* Source passage:
★ ★ ★ ★ ★

# Day to Day Life in Egypt or What are you doing today?



## CatMandoo (Dec 16, 2011)

Today it is cold, damp and raining in Alex. I can't get warm. Have spent hours sitting on pc surfing and still trying to make up my mind as to what I will make for dinner. Maybe the chicken from Balbaa that is sitting in the freezer, will do. A pot of lentil soup sounds nice too.

Gardener/Bowab/Man Friday is running to store for me to pick up some H2O which I have become addicted to and also getting the spare gas cylinder refilled (15 LE now).

Supposed to rain for 2 days now, so guess I will just sit around and maybe download the new Mission Impossible movie and watch that (not a big Tom Cruise fan but step son had a hand in the making of the movie so have to give him my thoughts) 

Tv is going on and off with interfence from rain.

What is everyone else up to? :ranger:


----------



## PaulAshton (Nov 18, 2011)

★ ★ ★ ★ ★

* Provided data:
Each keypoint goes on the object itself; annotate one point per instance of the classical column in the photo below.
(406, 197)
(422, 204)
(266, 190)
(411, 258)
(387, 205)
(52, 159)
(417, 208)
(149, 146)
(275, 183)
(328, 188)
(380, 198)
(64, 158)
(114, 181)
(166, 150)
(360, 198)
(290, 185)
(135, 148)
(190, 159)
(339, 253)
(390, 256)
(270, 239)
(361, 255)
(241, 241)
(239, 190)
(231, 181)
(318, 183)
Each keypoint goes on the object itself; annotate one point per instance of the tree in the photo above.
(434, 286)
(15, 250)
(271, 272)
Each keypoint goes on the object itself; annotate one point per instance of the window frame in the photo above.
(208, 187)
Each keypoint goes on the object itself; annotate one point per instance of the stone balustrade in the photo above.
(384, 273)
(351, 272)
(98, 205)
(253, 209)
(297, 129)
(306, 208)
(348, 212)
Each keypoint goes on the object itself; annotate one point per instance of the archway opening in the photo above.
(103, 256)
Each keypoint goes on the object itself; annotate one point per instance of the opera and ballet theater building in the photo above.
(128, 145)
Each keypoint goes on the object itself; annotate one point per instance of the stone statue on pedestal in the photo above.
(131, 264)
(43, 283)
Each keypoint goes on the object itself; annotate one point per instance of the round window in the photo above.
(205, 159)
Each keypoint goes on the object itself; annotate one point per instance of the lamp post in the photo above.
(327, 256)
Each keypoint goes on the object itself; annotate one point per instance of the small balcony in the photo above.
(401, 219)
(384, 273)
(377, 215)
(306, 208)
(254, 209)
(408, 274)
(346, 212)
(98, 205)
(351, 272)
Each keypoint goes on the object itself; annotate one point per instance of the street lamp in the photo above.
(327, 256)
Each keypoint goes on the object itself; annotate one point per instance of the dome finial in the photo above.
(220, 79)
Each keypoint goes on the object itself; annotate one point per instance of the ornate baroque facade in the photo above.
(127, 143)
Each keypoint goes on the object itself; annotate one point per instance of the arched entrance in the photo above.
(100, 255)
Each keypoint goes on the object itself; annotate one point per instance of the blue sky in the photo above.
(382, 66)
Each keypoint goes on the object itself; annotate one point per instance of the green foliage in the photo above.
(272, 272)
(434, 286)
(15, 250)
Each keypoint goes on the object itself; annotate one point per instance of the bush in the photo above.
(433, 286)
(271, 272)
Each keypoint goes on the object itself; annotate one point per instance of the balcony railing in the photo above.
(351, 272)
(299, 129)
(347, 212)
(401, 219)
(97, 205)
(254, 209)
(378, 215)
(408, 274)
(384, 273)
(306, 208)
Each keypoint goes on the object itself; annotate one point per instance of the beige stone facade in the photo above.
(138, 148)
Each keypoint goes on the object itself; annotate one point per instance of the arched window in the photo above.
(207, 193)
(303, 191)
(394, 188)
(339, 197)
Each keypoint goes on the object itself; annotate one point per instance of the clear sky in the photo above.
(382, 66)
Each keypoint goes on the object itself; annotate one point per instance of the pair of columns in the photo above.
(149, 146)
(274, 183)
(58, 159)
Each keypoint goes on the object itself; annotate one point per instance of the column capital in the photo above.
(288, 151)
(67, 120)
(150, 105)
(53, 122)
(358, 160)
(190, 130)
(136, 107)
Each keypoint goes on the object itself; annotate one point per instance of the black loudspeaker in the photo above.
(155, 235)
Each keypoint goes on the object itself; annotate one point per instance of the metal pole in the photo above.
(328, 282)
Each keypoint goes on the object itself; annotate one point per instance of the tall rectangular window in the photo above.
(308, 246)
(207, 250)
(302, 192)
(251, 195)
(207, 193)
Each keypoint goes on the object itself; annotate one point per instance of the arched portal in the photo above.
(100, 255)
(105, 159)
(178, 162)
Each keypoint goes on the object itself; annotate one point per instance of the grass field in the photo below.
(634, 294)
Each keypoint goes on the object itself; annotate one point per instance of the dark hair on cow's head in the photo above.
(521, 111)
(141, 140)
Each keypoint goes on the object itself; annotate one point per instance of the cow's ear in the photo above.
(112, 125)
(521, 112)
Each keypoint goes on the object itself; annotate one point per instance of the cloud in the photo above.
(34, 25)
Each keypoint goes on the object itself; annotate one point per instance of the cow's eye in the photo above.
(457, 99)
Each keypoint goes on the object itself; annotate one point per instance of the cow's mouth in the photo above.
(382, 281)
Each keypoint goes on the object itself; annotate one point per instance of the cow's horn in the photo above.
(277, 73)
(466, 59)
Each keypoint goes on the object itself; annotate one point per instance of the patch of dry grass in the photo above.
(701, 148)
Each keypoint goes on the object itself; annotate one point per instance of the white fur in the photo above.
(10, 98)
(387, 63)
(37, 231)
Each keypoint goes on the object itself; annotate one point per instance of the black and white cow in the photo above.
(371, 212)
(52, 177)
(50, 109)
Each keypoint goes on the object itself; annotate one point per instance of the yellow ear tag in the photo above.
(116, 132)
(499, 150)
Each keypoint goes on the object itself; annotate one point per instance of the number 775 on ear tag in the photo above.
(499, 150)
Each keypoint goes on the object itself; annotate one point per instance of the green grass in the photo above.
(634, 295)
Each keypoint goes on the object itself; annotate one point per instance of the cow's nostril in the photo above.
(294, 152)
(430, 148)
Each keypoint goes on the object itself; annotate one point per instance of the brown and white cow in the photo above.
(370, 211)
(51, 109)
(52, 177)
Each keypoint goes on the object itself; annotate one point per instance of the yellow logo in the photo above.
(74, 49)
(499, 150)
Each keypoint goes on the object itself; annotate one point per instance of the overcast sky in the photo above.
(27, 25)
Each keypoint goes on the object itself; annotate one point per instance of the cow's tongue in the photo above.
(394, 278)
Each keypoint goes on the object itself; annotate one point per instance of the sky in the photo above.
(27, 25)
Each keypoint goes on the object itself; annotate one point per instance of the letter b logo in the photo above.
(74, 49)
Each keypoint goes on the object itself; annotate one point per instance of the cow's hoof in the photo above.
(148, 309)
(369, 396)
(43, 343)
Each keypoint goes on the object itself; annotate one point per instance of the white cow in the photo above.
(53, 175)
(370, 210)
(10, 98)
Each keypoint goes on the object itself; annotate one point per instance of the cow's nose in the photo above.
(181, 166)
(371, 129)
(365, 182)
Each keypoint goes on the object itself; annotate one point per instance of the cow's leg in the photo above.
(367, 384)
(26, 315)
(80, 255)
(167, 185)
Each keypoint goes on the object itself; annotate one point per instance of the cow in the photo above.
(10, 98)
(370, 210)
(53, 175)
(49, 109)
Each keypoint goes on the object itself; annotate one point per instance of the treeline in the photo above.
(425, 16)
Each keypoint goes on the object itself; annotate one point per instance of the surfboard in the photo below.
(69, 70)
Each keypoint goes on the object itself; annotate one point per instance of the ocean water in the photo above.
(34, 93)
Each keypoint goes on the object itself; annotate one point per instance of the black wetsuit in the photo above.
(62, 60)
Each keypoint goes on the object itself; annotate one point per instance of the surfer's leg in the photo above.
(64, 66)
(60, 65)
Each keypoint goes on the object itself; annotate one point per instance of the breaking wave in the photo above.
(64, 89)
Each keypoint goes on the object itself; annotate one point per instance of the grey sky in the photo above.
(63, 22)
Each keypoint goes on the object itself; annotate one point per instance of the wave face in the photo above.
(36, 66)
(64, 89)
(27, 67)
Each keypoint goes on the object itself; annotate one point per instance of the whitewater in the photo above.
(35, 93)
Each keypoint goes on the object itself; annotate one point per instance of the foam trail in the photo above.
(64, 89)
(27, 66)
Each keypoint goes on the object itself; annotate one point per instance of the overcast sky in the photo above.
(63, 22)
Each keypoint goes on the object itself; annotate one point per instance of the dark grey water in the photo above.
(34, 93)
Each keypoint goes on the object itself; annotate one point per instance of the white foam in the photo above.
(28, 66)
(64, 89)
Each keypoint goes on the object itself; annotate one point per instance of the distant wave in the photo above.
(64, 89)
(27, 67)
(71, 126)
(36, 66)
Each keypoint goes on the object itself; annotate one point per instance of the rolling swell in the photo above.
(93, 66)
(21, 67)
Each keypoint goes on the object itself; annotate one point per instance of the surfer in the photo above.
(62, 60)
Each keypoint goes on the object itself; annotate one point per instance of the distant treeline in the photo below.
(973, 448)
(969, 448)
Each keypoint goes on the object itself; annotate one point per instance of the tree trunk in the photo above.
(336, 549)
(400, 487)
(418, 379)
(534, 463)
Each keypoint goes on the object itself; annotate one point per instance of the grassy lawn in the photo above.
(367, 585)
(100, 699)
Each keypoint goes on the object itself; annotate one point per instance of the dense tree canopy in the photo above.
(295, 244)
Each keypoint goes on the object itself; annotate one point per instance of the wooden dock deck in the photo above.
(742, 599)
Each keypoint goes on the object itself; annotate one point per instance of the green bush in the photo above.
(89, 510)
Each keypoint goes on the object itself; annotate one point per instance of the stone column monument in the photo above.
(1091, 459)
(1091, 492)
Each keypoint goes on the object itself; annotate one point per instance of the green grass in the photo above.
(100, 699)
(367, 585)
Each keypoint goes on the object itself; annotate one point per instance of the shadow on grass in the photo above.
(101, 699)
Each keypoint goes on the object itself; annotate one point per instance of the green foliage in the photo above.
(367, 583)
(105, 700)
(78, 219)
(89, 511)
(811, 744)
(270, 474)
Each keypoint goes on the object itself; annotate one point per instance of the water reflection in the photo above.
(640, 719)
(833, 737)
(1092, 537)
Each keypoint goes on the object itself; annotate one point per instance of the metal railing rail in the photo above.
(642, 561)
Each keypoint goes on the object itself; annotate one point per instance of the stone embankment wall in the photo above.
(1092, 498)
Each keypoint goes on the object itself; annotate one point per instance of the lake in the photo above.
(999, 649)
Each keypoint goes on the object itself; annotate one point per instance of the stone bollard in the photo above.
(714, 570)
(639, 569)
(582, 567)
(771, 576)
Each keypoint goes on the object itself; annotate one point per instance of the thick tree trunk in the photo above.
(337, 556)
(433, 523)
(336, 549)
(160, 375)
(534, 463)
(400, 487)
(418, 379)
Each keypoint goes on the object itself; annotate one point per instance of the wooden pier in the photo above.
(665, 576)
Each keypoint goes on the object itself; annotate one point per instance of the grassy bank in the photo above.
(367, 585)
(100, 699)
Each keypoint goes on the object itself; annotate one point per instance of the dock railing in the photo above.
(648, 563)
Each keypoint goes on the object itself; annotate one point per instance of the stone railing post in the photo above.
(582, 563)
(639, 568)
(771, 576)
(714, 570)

★ ★ ★ ★ ★

* Goal: Write the next part of the forum thread about day-to-day life in Egypt, starting right after its final line. Nothing in the listing is needed here.

* Exercise result:
As usual I get up at 11am and do nothing, drink tea, eat a cheese toastie, moan about England, clean up the turds in the special toilet area for my doberman (he is very well trained and even learned to aim and pee in a bucket proper youtube material) maybe some shopping or DIY

Same routine every day...except today I downloaded YoWindow so I can look at the weather which has been sunny every day and will be for the next days and weeks to come

Do I get bored or miss working? Hell no I have at least another 40 years of this lifestyle


----------



## Sonrisa (Sep 2, 2010)

My life turns around my children. Today being christmas eve, we went to the first mall in Giza, where there were some kids shows scheduled and eat nice lunch over there, and then back to maadi, we went to Church and listen to spanish mass. There was a nice festive atmosphere in the church, with kids gifts included and lots of christmas songs. 

And now my husband will be busy preparing dinner. We are eating really simple tonight, tiger prawns and smoked salmon, cheese platter and local Sparkling wine. 

Tomorrow we will be busy opening the presents!


----------



## CatMandoo (Dec 16, 2011)

I thought tomorrow was Christmas Day.
Did you find a nice Christmas tree?

Anyways, Merry Christmas!


----------



## MaidenScotland (Jun 6, 2009)

CatMandoo said:


> I thought tomorrow was Christmas Day.
> Did you find a nice Christmas tree?
> 
> Anyways, Merry Christmas!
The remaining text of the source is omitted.